§ Required work
Lines before the one containing "Where can the adult arm" are excluded; reproduce that line and all lines after it in the entries below, exactly.

╭─ Information shown

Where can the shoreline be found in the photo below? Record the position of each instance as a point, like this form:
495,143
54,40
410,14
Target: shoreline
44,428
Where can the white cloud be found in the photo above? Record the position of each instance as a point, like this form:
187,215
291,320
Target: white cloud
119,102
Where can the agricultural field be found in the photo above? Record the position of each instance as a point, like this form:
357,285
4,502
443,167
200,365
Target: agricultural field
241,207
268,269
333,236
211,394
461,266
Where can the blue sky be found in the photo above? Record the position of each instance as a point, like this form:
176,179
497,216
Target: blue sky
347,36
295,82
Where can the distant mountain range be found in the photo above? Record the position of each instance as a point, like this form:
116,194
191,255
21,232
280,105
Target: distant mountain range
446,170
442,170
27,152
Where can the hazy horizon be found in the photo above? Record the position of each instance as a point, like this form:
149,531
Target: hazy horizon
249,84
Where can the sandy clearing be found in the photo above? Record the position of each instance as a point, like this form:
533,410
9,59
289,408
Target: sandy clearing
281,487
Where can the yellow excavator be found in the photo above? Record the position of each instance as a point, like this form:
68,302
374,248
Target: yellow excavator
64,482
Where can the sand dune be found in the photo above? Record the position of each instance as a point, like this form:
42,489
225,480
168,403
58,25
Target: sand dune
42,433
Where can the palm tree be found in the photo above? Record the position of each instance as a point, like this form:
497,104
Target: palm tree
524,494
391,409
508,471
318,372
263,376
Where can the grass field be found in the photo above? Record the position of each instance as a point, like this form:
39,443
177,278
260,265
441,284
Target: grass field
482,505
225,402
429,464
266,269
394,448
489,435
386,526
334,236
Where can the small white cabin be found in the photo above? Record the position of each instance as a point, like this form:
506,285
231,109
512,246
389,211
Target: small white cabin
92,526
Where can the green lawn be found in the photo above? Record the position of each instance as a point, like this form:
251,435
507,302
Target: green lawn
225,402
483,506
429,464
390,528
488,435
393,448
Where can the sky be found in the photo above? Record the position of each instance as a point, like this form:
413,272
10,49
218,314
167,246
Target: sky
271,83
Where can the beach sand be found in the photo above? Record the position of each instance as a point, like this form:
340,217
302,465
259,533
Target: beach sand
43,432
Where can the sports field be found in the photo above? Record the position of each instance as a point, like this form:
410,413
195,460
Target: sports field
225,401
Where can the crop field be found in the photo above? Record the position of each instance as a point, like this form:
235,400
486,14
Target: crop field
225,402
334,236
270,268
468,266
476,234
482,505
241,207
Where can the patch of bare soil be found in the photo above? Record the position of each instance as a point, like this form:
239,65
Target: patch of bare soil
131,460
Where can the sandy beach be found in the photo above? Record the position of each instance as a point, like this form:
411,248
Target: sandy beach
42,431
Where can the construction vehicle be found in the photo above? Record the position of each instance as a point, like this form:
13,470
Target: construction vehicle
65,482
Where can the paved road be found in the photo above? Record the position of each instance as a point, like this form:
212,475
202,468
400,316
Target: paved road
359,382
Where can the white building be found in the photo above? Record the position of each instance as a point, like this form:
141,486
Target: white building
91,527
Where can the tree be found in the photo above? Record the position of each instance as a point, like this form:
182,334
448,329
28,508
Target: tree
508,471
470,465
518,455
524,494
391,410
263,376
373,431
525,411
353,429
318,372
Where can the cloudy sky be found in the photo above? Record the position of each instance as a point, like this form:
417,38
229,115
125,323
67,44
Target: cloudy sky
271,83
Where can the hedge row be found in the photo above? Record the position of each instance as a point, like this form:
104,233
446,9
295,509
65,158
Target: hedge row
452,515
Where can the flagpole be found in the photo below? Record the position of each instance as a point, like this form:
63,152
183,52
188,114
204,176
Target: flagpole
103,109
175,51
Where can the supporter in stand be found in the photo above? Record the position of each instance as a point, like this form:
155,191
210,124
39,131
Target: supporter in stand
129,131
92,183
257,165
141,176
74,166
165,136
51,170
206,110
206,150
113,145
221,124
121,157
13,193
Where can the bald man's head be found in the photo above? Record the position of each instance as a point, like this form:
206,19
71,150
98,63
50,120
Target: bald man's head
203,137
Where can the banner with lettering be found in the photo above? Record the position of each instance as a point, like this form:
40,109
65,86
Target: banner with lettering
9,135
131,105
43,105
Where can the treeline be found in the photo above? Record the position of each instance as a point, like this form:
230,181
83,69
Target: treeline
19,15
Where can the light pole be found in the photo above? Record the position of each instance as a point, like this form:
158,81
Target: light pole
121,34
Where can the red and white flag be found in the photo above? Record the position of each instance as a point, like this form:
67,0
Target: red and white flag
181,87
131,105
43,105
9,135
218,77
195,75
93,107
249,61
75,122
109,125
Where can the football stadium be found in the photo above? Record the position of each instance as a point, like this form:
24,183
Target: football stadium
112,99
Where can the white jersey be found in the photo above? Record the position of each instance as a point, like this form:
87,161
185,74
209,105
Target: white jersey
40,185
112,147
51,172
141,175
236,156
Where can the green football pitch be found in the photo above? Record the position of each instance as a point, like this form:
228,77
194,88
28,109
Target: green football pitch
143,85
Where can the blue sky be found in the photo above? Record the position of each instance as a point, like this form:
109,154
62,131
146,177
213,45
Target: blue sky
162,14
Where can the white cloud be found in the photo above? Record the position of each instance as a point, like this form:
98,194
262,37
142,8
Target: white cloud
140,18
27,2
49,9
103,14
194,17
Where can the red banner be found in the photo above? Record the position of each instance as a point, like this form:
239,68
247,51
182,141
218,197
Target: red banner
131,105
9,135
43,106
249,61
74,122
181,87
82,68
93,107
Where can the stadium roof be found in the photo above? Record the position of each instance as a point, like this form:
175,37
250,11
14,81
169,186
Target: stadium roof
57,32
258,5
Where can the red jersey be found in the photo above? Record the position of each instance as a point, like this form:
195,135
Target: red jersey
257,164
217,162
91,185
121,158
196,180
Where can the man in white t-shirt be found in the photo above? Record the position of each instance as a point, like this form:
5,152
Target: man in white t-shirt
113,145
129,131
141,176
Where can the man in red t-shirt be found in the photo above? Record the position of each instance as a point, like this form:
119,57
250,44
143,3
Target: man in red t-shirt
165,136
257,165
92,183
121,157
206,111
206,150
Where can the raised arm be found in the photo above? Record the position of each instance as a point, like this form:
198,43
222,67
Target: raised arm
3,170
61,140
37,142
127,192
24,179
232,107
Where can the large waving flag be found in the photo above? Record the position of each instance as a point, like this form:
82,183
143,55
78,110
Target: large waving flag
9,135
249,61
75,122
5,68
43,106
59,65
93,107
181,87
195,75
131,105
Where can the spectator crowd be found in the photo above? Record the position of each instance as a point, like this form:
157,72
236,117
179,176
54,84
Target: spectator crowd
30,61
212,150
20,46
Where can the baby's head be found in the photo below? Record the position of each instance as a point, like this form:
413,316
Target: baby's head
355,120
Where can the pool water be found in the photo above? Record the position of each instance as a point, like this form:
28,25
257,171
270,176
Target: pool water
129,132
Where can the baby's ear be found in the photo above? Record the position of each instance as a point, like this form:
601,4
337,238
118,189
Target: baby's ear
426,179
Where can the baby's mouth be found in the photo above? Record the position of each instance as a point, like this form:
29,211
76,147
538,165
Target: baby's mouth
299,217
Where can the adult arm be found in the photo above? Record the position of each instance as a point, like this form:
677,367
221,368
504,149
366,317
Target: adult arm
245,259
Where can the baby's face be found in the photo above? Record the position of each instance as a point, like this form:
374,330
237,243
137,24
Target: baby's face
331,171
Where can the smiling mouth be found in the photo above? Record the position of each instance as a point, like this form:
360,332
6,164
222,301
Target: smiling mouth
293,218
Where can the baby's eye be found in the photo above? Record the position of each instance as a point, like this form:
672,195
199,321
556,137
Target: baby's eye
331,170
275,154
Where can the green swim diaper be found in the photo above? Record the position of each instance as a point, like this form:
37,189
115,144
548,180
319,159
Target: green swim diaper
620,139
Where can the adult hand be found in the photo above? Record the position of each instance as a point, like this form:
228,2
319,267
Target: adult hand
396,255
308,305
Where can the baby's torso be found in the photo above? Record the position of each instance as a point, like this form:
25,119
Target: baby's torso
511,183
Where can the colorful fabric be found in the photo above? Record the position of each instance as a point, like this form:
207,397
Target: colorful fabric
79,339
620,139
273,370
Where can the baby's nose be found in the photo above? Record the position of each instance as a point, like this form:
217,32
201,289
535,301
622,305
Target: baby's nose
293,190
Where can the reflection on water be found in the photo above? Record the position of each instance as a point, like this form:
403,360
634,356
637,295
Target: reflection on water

╰─

§ Solution to this exercise
Where can the adult arm be found in the photo above? Record the position of each instance as a point, like this form:
677,367
221,368
504,149
366,317
Target: adult arm
245,259
Where can the baby's face be found in the photo above? Record the position of each instance as a point, like this form:
374,330
237,243
137,24
Target: baby's face
331,171
Where can the smiling mouth be found in the photo above? Record the position of each instance as a point, like this form:
360,332
6,164
222,301
Target: smiling mouth
293,218
Where can the baby's eye be found in the photo above? Record the position of each instance as a point, like this form:
672,195
199,321
556,137
Target: baby's eye
331,170
275,154
Where can the green swim diaper be found in the photo above? Record the position of each instance as a point, like this form:
37,189
115,144
548,180
319,159
Target: green swim diaper
620,139
Where can the adult hand be found in the photo above? Record the position of each instance as a point, like this form:
228,2
319,267
Target: adult hand
396,255
308,305
Where can the baby's torso be found in the photo above? Record the position of each instance as a point, like this form:
25,119
Target: baby's torso
511,183
Where can the colorful fabric be found in the photo above? Record the position of each instance as a point, like this form:
207,397
Target: colorful fabric
79,339
620,139
273,370
Where can the baby's nose be found in the photo above? Record the position of each instance as a point, like this form:
217,32
201,289
535,301
622,305
Target: baby's nose
293,190
Where can the reflection on water be found in the photo above? Record the position of each instance as a point, like this form:
403,360
634,356
637,295
Target: reflection on water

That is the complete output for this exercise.